▶ [Task to complete] Rewrite the items from the start through the line containing "x=89, y=143", changing every "marker" to "dot" and leaving everything else as it is. Return only those lines, with the pictures left out.

· · ·

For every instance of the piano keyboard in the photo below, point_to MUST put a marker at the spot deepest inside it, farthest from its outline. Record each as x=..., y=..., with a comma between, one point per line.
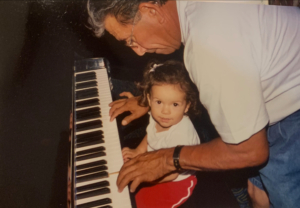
x=97, y=156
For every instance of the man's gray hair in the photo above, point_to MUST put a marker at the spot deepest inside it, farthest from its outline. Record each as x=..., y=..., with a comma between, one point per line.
x=125, y=12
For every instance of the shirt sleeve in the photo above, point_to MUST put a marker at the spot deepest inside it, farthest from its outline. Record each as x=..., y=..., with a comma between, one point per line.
x=225, y=66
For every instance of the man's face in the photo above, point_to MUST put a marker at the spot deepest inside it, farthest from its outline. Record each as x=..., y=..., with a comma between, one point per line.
x=145, y=36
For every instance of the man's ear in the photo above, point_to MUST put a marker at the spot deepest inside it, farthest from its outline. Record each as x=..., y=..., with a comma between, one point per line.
x=153, y=10
x=148, y=98
x=187, y=107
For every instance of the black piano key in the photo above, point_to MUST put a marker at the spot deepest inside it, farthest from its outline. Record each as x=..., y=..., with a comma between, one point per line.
x=89, y=110
x=89, y=136
x=95, y=203
x=89, y=93
x=87, y=103
x=92, y=186
x=93, y=193
x=89, y=125
x=90, y=156
x=90, y=177
x=91, y=170
x=85, y=77
x=92, y=164
x=86, y=85
x=88, y=114
x=89, y=151
x=89, y=143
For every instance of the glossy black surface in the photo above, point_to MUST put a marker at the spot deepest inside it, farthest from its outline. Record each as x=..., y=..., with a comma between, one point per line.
x=39, y=41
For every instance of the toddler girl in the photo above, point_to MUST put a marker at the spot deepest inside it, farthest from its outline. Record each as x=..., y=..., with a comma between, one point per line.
x=171, y=95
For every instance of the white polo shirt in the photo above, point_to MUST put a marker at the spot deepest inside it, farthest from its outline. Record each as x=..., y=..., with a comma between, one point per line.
x=245, y=61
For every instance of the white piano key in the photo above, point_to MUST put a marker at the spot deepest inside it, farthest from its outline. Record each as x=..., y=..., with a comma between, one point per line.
x=111, y=143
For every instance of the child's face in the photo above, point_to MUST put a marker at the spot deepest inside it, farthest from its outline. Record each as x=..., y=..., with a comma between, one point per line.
x=168, y=104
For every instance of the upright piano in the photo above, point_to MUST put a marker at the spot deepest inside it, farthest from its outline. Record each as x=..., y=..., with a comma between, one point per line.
x=96, y=156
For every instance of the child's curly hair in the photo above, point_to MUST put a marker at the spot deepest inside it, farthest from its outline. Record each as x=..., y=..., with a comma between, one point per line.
x=170, y=72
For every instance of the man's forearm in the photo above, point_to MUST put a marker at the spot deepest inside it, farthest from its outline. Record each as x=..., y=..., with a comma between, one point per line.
x=217, y=155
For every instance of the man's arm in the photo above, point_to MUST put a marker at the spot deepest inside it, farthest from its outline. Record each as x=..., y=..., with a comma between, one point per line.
x=130, y=104
x=215, y=155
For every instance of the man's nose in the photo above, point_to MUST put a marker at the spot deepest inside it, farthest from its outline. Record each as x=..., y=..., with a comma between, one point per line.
x=139, y=50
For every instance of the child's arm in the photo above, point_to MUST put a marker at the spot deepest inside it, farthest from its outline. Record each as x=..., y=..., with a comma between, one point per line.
x=128, y=153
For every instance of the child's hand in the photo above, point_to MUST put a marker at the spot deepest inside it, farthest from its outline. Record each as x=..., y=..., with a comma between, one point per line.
x=128, y=153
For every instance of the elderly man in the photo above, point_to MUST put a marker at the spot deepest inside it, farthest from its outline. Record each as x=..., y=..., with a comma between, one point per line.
x=245, y=61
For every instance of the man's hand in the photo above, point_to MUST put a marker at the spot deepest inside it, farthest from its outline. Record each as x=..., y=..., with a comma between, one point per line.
x=146, y=167
x=130, y=104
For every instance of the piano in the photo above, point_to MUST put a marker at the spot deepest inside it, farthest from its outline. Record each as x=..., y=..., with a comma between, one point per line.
x=96, y=156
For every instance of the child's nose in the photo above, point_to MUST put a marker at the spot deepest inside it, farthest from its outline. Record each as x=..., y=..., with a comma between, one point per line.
x=166, y=110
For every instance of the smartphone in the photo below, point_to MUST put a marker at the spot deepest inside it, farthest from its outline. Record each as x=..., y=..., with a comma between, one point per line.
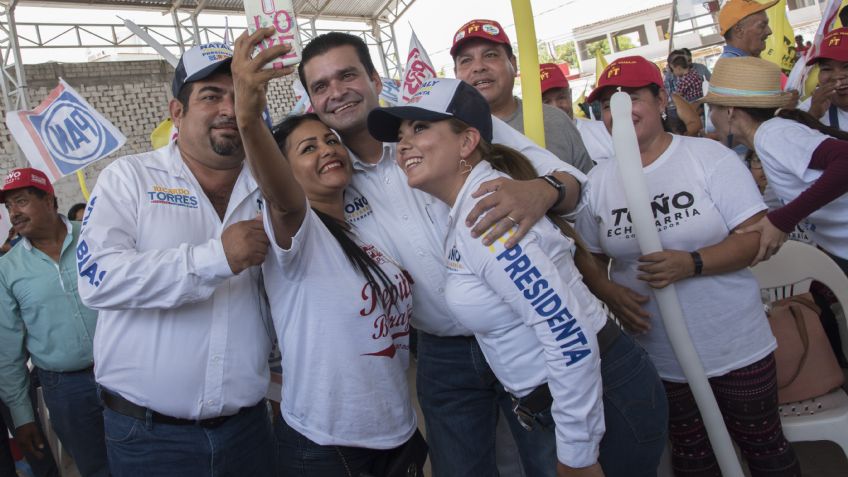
x=280, y=15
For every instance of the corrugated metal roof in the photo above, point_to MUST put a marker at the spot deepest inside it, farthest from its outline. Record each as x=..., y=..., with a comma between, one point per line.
x=304, y=8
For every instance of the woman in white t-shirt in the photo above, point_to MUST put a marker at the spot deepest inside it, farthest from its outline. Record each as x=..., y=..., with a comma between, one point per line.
x=542, y=332
x=701, y=194
x=806, y=162
x=341, y=306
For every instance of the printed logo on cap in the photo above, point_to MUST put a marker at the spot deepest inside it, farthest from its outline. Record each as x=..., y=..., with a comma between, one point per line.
x=491, y=29
x=214, y=52
x=12, y=176
x=613, y=70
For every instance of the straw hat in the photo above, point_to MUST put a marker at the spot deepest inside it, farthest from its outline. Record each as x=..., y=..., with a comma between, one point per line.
x=746, y=82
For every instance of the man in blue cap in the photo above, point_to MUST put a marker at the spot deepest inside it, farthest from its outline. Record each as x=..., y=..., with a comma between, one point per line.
x=169, y=254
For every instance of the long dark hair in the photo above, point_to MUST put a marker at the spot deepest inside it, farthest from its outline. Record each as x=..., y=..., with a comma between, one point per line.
x=340, y=229
x=516, y=165
x=762, y=115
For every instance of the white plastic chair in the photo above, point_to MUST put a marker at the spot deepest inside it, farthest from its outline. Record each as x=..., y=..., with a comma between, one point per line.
x=788, y=273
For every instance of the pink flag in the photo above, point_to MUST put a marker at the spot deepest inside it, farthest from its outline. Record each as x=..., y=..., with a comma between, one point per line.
x=418, y=69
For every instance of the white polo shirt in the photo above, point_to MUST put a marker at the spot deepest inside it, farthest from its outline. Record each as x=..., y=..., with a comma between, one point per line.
x=535, y=320
x=177, y=332
x=412, y=225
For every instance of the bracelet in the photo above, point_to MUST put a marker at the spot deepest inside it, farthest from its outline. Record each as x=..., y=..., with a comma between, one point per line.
x=699, y=263
x=556, y=184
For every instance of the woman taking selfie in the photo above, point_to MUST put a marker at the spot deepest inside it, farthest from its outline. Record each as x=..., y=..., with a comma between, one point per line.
x=340, y=304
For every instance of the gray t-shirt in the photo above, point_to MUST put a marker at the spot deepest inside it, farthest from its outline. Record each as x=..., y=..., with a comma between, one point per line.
x=561, y=136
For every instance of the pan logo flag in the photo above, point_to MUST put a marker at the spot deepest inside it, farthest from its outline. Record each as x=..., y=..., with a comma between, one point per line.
x=64, y=133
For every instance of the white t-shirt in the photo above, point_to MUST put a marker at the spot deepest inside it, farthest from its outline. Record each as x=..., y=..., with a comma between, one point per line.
x=412, y=223
x=596, y=138
x=841, y=114
x=701, y=191
x=534, y=319
x=785, y=148
x=344, y=354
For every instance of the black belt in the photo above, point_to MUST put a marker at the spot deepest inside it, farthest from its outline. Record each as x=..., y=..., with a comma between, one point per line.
x=120, y=405
x=540, y=399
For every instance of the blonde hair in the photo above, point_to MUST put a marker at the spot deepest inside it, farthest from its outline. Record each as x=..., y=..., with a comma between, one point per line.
x=516, y=165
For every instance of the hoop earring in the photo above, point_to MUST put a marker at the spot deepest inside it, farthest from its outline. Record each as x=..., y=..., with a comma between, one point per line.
x=464, y=167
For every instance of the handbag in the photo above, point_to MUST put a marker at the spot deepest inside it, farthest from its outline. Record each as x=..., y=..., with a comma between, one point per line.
x=806, y=365
x=404, y=461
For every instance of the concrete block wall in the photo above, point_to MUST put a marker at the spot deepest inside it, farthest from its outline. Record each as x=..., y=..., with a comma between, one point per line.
x=133, y=95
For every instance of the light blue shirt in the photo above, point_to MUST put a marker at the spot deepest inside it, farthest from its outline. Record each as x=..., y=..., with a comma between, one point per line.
x=41, y=317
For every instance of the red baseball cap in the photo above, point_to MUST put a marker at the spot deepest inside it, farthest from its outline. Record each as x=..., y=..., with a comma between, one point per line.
x=26, y=177
x=834, y=47
x=627, y=72
x=486, y=29
x=552, y=77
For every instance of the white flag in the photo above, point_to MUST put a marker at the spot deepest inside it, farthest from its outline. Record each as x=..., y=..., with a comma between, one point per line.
x=64, y=133
x=418, y=69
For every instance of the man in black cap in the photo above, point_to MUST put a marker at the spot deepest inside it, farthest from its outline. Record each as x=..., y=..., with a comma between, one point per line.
x=169, y=255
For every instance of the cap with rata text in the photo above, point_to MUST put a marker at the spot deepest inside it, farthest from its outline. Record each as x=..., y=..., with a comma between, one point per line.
x=834, y=47
x=551, y=77
x=25, y=177
x=627, y=72
x=486, y=29
x=436, y=100
x=200, y=62
x=735, y=10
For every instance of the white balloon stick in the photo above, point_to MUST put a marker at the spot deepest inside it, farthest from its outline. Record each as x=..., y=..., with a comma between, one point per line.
x=638, y=201
x=139, y=32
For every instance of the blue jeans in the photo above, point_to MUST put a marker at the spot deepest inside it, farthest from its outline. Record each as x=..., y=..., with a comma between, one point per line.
x=77, y=417
x=460, y=397
x=45, y=466
x=298, y=456
x=241, y=446
x=635, y=412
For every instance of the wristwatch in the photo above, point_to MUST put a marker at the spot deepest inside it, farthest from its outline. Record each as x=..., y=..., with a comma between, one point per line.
x=556, y=184
x=699, y=263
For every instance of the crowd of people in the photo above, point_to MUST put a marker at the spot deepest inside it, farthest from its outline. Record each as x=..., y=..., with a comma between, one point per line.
x=152, y=314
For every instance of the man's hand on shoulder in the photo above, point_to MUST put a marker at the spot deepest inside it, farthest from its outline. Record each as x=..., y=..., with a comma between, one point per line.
x=245, y=244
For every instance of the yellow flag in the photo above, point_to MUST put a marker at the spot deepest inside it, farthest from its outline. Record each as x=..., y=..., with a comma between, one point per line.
x=780, y=45
x=600, y=64
x=575, y=107
x=161, y=136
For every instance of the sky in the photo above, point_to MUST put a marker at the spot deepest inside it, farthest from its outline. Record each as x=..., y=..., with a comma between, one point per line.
x=434, y=22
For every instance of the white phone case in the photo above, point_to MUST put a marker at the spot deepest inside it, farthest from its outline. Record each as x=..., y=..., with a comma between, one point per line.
x=280, y=15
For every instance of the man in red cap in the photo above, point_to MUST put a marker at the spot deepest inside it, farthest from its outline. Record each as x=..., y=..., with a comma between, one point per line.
x=829, y=101
x=42, y=318
x=483, y=57
x=557, y=92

· · ·

▶ [Result of this task]
For every instance of the piano keyboard in the photo below, point_to MUST put a dot at the spot deepest inside it, farthest from its outline. Record each as x=..., y=..., with a comma between, one point per line.
x=97, y=156
For every instance of the man's gray hair in the photo above, point_to MUST put a dot at the spot deepest inside it, farthest from its outline. Record each as x=..., y=..., with a comma between, one point per line.
x=125, y=12
For every instance of the shirt sleeve in the photo above, point_to MUST put a dot at the spot deepest inside it, farthest from its outline. Record each as x=..., y=..., with a comma between, one point per line.
x=225, y=66
For every instance of the man's face in the photo above, point_to MUST put a dot at the spot deepest inside it, farthest from its outline. Record each as x=..., y=..., with a comma between, one point per line.
x=145, y=36
For every instance of the man's ear in the photo above, point_to MUST put a dot at the spot deepest inside it, farthest from its outline. Record each as x=..., y=..., with a comma between, one point per line.
x=153, y=10
x=148, y=98
x=187, y=107
For every instance of the black piano key in the photo above, point_to MUST put a dot at the spot deepest inside it, farthest from its outline. Record each as x=..., y=..., with a comma between, one point per line.
x=89, y=110
x=89, y=136
x=95, y=203
x=89, y=93
x=87, y=103
x=92, y=186
x=93, y=193
x=89, y=125
x=90, y=156
x=90, y=177
x=91, y=170
x=85, y=77
x=92, y=164
x=86, y=85
x=88, y=114
x=89, y=151
x=89, y=143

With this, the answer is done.